> **Task to carry out**:
Restate, word for word, all of the material shown below.

> **Information shown**:
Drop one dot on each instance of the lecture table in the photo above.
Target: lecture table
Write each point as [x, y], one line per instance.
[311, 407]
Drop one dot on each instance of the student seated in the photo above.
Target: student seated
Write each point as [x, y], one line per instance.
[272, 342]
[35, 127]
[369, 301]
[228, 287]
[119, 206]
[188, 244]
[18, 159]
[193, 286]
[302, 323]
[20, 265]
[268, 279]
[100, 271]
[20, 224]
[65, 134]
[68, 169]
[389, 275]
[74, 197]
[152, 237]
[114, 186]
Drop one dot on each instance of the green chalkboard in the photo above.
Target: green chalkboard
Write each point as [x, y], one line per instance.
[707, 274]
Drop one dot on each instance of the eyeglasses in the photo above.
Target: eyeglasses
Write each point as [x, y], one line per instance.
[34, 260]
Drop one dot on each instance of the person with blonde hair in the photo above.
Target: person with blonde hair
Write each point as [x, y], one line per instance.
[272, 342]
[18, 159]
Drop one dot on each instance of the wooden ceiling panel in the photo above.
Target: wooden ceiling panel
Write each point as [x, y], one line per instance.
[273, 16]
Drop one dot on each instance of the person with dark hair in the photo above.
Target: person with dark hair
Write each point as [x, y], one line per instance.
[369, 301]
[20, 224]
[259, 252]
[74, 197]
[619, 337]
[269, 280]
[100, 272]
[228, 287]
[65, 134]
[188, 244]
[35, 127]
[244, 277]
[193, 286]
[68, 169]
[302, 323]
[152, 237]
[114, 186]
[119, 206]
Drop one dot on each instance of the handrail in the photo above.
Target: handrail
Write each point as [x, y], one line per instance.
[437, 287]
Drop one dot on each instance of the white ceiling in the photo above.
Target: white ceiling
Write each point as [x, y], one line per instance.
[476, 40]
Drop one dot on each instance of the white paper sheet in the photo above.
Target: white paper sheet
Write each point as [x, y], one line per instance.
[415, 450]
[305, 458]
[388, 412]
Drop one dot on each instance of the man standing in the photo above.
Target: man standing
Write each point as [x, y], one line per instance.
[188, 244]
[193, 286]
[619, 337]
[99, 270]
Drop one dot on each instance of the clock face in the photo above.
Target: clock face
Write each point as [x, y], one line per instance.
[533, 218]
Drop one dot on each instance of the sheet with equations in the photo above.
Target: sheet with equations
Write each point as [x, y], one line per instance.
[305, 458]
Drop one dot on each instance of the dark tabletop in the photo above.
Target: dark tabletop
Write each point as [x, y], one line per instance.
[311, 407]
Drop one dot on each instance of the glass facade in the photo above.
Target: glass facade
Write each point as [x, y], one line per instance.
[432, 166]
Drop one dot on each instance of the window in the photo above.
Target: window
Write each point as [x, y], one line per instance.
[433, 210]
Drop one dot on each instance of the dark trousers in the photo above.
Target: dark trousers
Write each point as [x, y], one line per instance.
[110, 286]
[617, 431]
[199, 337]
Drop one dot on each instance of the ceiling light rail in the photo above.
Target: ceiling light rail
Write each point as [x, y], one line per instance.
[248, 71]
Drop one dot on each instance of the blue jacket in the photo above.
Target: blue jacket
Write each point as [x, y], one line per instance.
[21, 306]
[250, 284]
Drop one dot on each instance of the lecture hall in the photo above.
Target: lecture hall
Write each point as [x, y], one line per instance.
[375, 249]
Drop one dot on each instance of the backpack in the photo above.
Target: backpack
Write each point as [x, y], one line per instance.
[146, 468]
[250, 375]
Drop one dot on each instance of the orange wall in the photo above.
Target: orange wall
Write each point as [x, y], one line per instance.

> **Response to this exercise**:
Drop one dot on each instance of the lecture table in the photo above.
Target: lecture table
Write each point as [x, y], one line per instance.
[311, 407]
Drop one dot on each instance of the student seated in the photo above.
Target: student seated
Write each point as [x, y], one line per instance.
[272, 342]
[35, 127]
[369, 301]
[228, 287]
[119, 206]
[188, 244]
[18, 159]
[193, 286]
[302, 323]
[20, 265]
[268, 279]
[100, 271]
[20, 224]
[65, 134]
[68, 169]
[389, 275]
[74, 197]
[152, 237]
[114, 186]
Drop one dot on each instance of the green chalkboard in the photo above.
Target: green chalkboard
Write each point as [x, y], one line per instance.
[707, 274]
Drop one dot on each instance of the eyeglasses in the photo above.
Target: eyeglasses
Write each point as [x, y], one line per instance.
[34, 260]
Drop one dot on each instance of the person with blonde hair in the photo above.
Target: person with blonde hair
Write each point as [x, y], one line per instance.
[272, 342]
[18, 159]
Drop one dot on each instance of the wooden ceiling panel in the photo above.
Target: wooden ceiling panel
Write each point as [x, y], one line per instance.
[273, 16]
Drop one dot on each instance of the person with dark hair in the photo above.
Target: person with dark hair
Write each point as [x, y], one line per instance.
[369, 301]
[20, 224]
[259, 252]
[74, 197]
[619, 337]
[269, 280]
[100, 272]
[228, 287]
[65, 134]
[188, 244]
[35, 127]
[244, 277]
[193, 286]
[68, 169]
[302, 323]
[152, 237]
[114, 186]
[119, 206]
Drop one dot on each instance of the handrail in the photo above.
Target: handrail
Write each point as [x, y], one line per instance.
[437, 287]
Drop one dot on each instance of the white ceiling in the photo above.
Target: white ceiling
Write each point as [x, y], one line per instance.
[476, 40]
Drop one dot on each instance of the white paper sheet in the photo above.
Target: white paper sheet
Write each point as [x, y], one line per instance.
[415, 450]
[305, 458]
[388, 412]
Drop one dot on each instance of the man standing in the photo above.
Target: man standing
Write each point as [x, y], one line per instance.
[188, 244]
[193, 286]
[619, 337]
[99, 270]
Drop one dot on each instance of the clock face in the photo above.
Target: clock face
Write each point as [x, y], one line per instance.
[533, 218]
Drop one dot on each instance of the sheet with equations in the photo above.
Target: sheet with equations
Write each point as [x, y], one line per instance.
[305, 458]
Drop one dot on each instance of the dark tabletop in the photo above.
Target: dark tabletop
Write each point as [x, y], one line per instance.
[311, 407]
Drop one dot on each instance of the glass facade in the photo above.
Target: glass facade
Write each point as [x, y], one line per instance.
[432, 166]
Drop one dot on each instance of the window in the photo above.
Target: window
Write each point as [x, y], one line per instance.
[433, 210]
Drop one dot on each instance of the dark trousers in the photo above.
Target: dark trousers
Write each point as [x, y], one line per instance.
[110, 286]
[617, 431]
[199, 337]
Drop one dot on each instance of the ceiling light rail in the photo above.
Target: ceiling light rail
Write each point as [x, y], one line per instance.
[248, 71]
Drop one dot on each instance of the blue jacket in the photo above.
Target: blue jacket
Write each point as [x, y], one line per instance.
[21, 306]
[250, 284]
Drop one dot on each instance of the lecture hall in the photo above.
Target: lecture hall
Write each point as [x, y], one line per instance.
[375, 249]
Drop one dot on each instance of the backpack in the photo above.
Target: backpack
Write each point as [x, y], one line per instance.
[146, 468]
[250, 375]
Drop one dot on each instance of the orange wall in the photo above.
Target: orange wall
Write each point as [x, y], one line per instance.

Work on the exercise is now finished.